::: Text

Einleitung
Schon seit längerem war die französische Innenpolitik auf die Präsidentschaftswahlen am 22. April und 6. Mai sowie die Wahlen zur Nationalversammlung am 10. und 17. Juni 2007 ausgerichtet. Die Erfolge der Sozialisten bei den Kantonal-, Regional- und Europawahlen des Jahres 2004 ließen einen Machtwechsel als möglich erscheinen. Nach dem negativen Ausgang des Referendums vom 29. Mai 2005 über den europäischen Verfassungsvertrag, das einen empfindlichen Rückschlag für Präsident Chirac bedeutete, galt seine abermalige Kandidatur als unwahrscheinlich, so dass es im Elysée-Palast auf jeden Fall zu einem Machtwechsel kommen würde.
Die Wahl des Präsidenten fand in mehrfacher Hinsicht in einer ganz besonderen Konstellation statt. Zum ersten Mal überhaupt trat kein ehemaliger Präsident oder Premierminister an und - mit Ausnahme der Wahl von 1995 - trafen erstmals seit 1974 nicht der Amtsinhaber und sein wichtigster Herausforderer aufeinander. Die Kandidaten der beiden wichtigsten Parteien, der Sozialisten und der (Neo-)Gaullisten bewarben sich erstmals um dieses Amt, und sie konnten nur auf eine relativ begrenzte Regierungserfahrung verweisen.
Keine andere Präsidentenwahl war von der vorangehenden noch so beeinflusst wie diese Wahl. Das Ergebnis von 2002, namentlich das Ausscheiden des sozialistischen Kandidaten im ersten Wahlgang, hatte auf das Wahlverhalten einen erheblichen Einfluss.
Die einzig aussichtsreichen Kandidaten - neben Sarkozy und Royal konnte auch der zentristische Kandidat François Bayrou dazugezählt werden - verkörperten einen weithin für notwendig gehaltenen Generationswechsel, denn sie waren erst zwischen 50 und 55 Jahre alt. Schon im Wahlkampf hatten die Vertreter dieser neuen Generation erklärt, dass sie das Präsidentenamt nicht als ein Schiedsrichteramt wahrnehmen würden, sondern dass sie noch stärker als ihre Vorgängerdie Politik aktiv mitgestalten wollten. Schließlich hätte mit der sozialistischen Kandidatin erstmals eine Frau Präsidentin werden können.

::::::
::: Datenteil

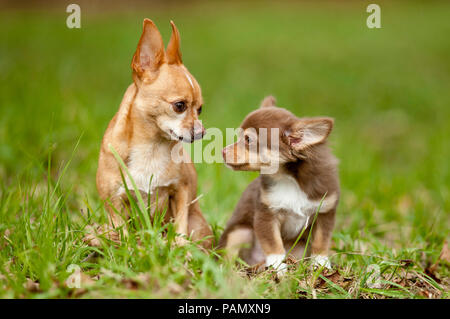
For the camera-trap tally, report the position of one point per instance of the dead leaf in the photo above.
(32, 286)
(445, 253)
(333, 276)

::::::

## Aufgaben zur Übung
1. Gib aus dem Text über die Wahlen in Frankreich die Stelle von "Die Wahl des" bis "einen erheblichen Einfluss." wörtlich wieder.
2. Wie alt waren die einzig aussichtsreichen Kandidaten laut dem Text über die Wahlen in Frankreich?

## Lösungen
1.
Die Wahl des Präsidenten fand in mehrfacher Hinsicht in einer ganz besonderen Konstellation statt. Zum ersten Mal überhaupt trat kein ehemaliger Präsident oder Premierminister an und - mit Ausnahme der Wahl von 1995 - trafen erstmals seit 1974 nicht der Amtsinhaber und sein wichtigster Herausforderer aufeinander. Die Kandidaten der beiden wichtigsten Parteien, der Sozialisten und der (Neo-)Gaullisten bewarben sich erstmals um dieses Amt, und sie konnten nur auf eine relativ begrenzte Regierungserfahrung verweisen.
Keine andere Präsidentenwahl war von der vorangehenden noch so beeinflusst wie diese Wahl. Das Ergebnis von 2002, namentlich das Ausscheiden des sozialistischen Kandidaten im ersten Wahlgang, hatte auf das Wahlverhalten einen erheblichen Einfluss.

2. Sie waren erst zwischen 50 und 55 Jahre alt.